What you need to do
Reproduce the entries from the line containing "Please put a dot on every instance of the blue" through the line containing "<point>58,60</point>", replacing "blue sky" with "open sky" and leaving everything else as it is.

Dataset records
——————————

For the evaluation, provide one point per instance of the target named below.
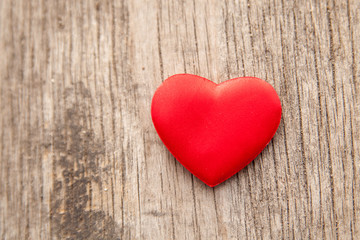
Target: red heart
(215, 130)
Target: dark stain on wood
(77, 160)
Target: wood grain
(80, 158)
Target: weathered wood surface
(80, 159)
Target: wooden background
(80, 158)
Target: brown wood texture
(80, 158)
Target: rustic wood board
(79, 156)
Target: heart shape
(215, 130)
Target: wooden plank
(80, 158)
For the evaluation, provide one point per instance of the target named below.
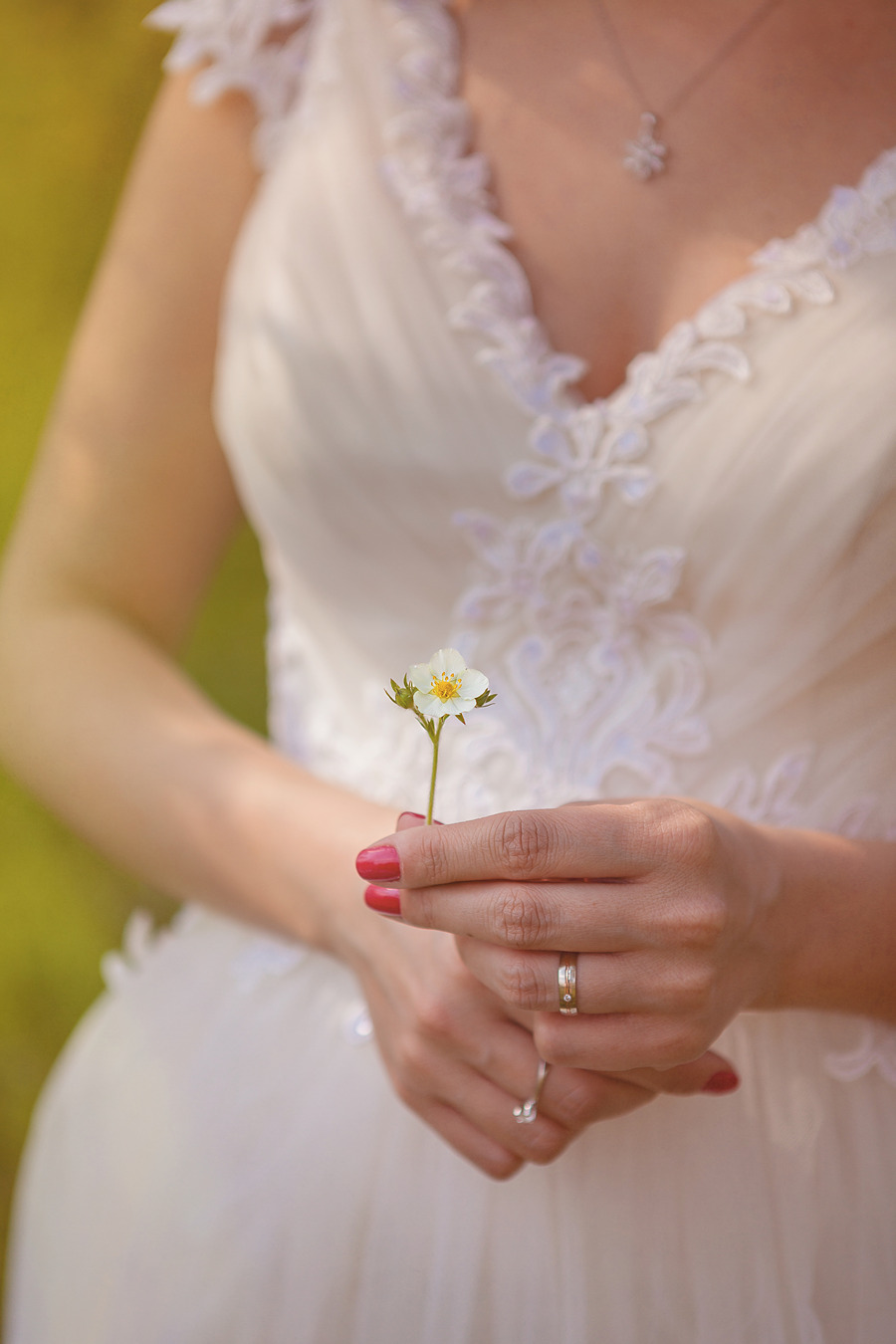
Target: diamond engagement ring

——————————

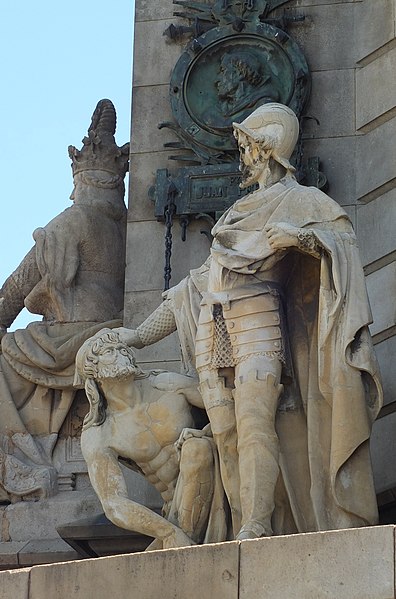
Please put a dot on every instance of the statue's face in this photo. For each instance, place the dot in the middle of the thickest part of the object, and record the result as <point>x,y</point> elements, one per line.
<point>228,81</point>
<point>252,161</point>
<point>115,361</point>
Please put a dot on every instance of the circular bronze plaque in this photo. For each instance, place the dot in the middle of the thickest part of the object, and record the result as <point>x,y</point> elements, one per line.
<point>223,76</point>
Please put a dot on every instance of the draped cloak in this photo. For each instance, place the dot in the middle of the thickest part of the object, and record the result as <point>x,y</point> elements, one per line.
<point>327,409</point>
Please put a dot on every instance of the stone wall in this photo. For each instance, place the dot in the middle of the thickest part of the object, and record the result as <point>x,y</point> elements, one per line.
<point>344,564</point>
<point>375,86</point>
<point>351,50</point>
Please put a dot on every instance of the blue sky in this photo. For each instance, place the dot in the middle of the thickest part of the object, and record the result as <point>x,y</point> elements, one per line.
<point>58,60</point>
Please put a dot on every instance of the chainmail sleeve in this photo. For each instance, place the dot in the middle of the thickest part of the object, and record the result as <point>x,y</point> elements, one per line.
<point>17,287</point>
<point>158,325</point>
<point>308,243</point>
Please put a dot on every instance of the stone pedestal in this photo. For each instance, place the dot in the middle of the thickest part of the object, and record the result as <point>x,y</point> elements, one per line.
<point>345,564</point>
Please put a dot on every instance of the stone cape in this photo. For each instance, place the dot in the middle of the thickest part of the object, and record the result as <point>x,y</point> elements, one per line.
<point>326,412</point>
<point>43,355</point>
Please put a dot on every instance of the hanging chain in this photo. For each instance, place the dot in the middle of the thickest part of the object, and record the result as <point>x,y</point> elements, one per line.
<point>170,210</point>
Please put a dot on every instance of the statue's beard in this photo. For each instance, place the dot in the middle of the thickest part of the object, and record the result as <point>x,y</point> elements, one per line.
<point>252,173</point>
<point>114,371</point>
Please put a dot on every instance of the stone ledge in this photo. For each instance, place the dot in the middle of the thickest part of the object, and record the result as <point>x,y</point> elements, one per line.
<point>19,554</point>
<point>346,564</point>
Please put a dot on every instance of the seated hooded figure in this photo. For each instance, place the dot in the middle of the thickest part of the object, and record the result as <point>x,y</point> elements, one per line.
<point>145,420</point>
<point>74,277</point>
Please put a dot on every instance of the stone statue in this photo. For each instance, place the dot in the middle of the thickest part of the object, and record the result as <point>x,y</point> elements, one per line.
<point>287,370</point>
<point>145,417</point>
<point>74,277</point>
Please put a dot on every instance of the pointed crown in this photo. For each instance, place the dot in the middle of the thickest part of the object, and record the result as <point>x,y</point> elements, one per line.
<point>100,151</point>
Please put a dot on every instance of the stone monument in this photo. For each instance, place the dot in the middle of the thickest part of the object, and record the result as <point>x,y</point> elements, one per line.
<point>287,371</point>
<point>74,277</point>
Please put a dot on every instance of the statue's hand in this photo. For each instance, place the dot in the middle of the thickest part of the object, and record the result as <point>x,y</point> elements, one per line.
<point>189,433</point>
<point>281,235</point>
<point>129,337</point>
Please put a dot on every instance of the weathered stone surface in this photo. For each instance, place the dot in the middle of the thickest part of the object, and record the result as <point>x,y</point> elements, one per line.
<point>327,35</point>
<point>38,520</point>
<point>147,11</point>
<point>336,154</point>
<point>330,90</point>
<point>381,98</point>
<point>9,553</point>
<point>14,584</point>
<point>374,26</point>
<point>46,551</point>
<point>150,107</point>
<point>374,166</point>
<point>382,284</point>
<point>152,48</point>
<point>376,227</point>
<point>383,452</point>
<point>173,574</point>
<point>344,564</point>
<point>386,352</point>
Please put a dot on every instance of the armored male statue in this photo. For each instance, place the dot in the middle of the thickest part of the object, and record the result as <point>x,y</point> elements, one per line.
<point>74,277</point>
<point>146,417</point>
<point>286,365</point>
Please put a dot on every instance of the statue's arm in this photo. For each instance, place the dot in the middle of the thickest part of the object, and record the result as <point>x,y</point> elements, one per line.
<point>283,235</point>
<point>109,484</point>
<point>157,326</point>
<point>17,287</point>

——————————

Complete response
Please put a dot on every instance of the open sky in this photo. For each instance, place the dot in the middle of the thickest part of the object, and record the result as <point>x,y</point> elements, one per line.
<point>58,60</point>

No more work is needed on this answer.